= Direction =
Reproduce every line of the listing below word for word, leaving out the pictures.

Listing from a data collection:

* start *

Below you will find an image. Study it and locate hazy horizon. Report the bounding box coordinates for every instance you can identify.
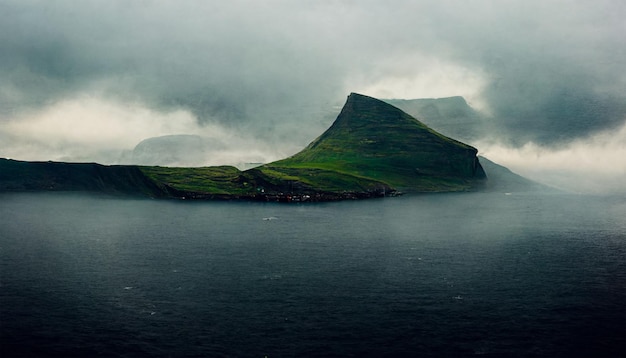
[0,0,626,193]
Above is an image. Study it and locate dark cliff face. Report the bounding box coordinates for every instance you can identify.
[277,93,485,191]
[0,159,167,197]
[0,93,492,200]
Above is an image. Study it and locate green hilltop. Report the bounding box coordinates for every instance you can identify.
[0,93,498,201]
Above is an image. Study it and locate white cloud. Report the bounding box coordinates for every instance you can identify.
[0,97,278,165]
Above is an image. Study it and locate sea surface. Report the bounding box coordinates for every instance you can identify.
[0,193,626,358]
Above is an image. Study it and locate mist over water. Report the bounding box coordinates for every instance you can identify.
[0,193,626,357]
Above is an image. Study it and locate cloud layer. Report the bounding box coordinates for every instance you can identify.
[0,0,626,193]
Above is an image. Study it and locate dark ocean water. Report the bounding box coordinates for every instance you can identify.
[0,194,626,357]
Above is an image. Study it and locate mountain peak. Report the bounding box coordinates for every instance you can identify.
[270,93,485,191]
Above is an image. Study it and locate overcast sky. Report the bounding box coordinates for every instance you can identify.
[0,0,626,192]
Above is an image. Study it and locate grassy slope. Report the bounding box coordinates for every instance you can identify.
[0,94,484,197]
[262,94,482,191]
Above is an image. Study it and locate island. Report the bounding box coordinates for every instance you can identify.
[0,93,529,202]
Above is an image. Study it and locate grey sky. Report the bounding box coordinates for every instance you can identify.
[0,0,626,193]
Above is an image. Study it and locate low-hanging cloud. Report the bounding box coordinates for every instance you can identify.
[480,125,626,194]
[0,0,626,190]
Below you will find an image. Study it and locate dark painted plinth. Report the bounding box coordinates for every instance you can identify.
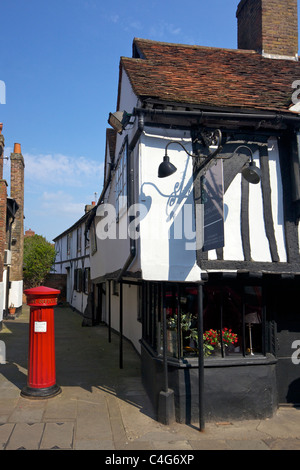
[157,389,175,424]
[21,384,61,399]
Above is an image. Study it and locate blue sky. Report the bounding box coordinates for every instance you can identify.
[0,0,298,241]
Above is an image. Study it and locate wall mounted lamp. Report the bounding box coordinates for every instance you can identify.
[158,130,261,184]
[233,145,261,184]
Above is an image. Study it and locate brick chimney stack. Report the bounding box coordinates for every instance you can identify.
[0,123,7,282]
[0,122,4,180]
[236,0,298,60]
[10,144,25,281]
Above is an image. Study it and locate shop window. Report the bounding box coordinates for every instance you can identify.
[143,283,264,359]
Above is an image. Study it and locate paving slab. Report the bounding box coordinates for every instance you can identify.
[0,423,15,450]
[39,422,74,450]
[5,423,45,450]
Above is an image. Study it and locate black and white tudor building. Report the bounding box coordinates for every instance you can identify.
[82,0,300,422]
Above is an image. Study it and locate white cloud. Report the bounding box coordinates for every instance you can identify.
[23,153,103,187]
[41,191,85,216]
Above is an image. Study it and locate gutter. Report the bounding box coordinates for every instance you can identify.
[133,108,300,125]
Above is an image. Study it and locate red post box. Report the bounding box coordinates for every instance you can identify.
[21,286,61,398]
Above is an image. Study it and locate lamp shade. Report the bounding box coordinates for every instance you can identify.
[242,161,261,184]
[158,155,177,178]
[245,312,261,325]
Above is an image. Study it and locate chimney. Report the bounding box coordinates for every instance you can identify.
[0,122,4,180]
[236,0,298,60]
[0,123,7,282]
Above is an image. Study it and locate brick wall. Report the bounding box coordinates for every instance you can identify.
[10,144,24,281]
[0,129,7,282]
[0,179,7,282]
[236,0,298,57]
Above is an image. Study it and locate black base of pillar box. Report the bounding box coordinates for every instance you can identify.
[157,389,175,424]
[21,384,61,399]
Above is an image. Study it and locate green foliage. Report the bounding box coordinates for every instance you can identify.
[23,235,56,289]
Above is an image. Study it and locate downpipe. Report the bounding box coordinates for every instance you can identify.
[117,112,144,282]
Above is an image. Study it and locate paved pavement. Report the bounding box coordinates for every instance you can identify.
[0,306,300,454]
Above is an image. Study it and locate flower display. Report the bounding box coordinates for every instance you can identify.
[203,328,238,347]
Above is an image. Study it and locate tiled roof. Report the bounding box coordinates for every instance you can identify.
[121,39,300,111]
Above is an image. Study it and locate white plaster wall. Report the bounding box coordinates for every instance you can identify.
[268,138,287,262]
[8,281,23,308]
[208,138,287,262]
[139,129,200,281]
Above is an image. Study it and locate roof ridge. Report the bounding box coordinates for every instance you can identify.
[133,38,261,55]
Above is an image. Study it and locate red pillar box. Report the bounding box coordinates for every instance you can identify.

* end *

= Written reply =
Below you will find an image. Study it and locate hazy horizon. Report the bounding box coordinates for every instance you can identify.
[0,0,626,193]
Above is an image. Study it and locate dark cliff face. Report the bounding box coordinates for every instance you can identify.
[277,93,485,191]
[0,159,167,197]
[0,93,492,200]
Above is an image. Study it and locate green hilltop. Report the bounding box coordinates for every instance you can identify.
[0,93,498,201]
Above is an image. Study it and locate white cloud. Report the bounding box coordinates for every instance you can identify.
[0,97,278,165]
Above is an image. Study it and locate sea surface. Report the bounding box coordinates for every instance you can identify.
[0,193,626,358]
Above is an image. Study it and locate mist over water. Report the bounding box coordinates for every instance you can identify.
[0,193,626,357]
Above is an image. Study it and locate cloud layer. Report the bounding box coordinates for every instance you can identify.
[0,0,626,193]
Above is an image. Study it and locate dark ocean water. Report the bounding box coordinates for every instance you can identify.
[0,194,626,357]
Above is an image. Study it and locate mountain peak. Report the bounding box coordinates for every instance you can identify.
[270,93,485,191]
Above is an image. Study it and locate overcast sky. Report the bounding box coordinates for every instance you can identify.
[0,0,626,192]
Above is an image. Study it and locate grassy slope. Report the bounding box coordinates for every instance you can identify.
[0,94,484,197]
[262,94,482,191]
Above is an image. Study it and locate island. Report the bounding box coordinates for every instance you can identify.
[0,93,529,202]
Above is an image. Study it and locate grey sky. Report the bounding box coordinates for every instance you can identify.
[0,0,626,193]
Above is an image. Study it and locate low-hanging cloud. Report the bounding box coordinates for every instance you can identify.
[480,125,626,194]
[0,0,626,190]
Below you will find an image. Study it and locate dark painted plinth. Report the bounding box coordinates for every instance you can identify.
[157,389,175,424]
[21,384,61,399]
Above is an image. Study it and locate blue sky. Report the bounding box coordinates for every instance you can identify.
[0,0,298,241]
Above is an image. Study it and locate wall mounted lamp. Report the bounding box coordinates for every instance you can identify.
[158,130,261,184]
[233,145,261,184]
Above is an image. Study it and locate brick chimney stack. Report the bounding box coordinates for every instance you can identify.
[0,123,7,282]
[0,122,4,180]
[236,0,298,60]
[10,144,25,281]
Above is an image. Study it and locate shop window. Report the bounding box coordinates for every instance you can identify.
[143,283,264,359]
Above is an image. Study it and locate paving slab. Report the bounding box coordinates for every instance you can identify.
[0,423,15,450]
[39,422,74,450]
[5,423,45,450]
Above is an image. Study it and locate black and white tudor building. Report the bounding box coordinates for every instance you can identify.
[82,0,300,422]
Above is an image. Study it and locate white cloud. Report the bounding box coordinates for every instance you can identify.
[23,153,103,187]
[41,191,85,216]
Above is an image. Study it and locate gutter. Report the bounding box coordinates for every instance you can identify.
[133,108,300,125]
Above is an image. Study it and locate red post box. Report the bounding box coordinates for every instance you can identify.
[21,286,61,398]
Above is an image. Study it and locate lamp shade. Report the bounding box coordinates for every instance you can identify.
[242,161,261,184]
[158,155,177,178]
[245,312,261,325]
Above is an image. Study it and locate chimney. Report the bounding box coordinates for every instance you can identify.
[0,122,4,180]
[236,0,298,60]
[0,123,7,282]
Above is an image. Study it and locate brick wall. Report the bounding box coordinates for every instance you can identify.
[10,144,24,281]
[0,129,7,282]
[0,179,7,282]
[236,0,298,57]
Above is an image. Study it and locate black base of pillar box. Report the bounding box coordinates for every instance you can identify.
[157,389,175,424]
[21,384,61,399]
Above is an image. Study it and locate green foliage. Report the bounding box coordinates for every instance you can identify.
[23,235,56,289]
Above is an image. Study it and locate downpipe. Report the bounding box coordinates for every instance you can identify.
[117,112,144,282]
Above is an image. Study it and locate paved pavement. Report the bounding box coordinates for every instance you can identify.
[0,306,300,454]
Above is an image. Study it and locate flower display. Report the bounding box coordinates for every instance you can identify.
[203,328,238,347]
Above is an image. Study it and locate tiled roof. Report the bounding box coordinates for every instance you can identify.
[121,39,300,111]
Above is an image. Study it and locate white plaster wall. Report the bounding box coordinates for every instance you can identify.
[268,138,287,262]
[8,281,23,308]
[208,138,287,262]
[139,129,200,281]
Above is an image. Study it and locate roof ridge. Report the bounding box coordinates for every instance you can identify.
[133,38,261,55]
Above is an image. Study it and locate red pillar box. Report the bounding box coordinates for every instance you can identify.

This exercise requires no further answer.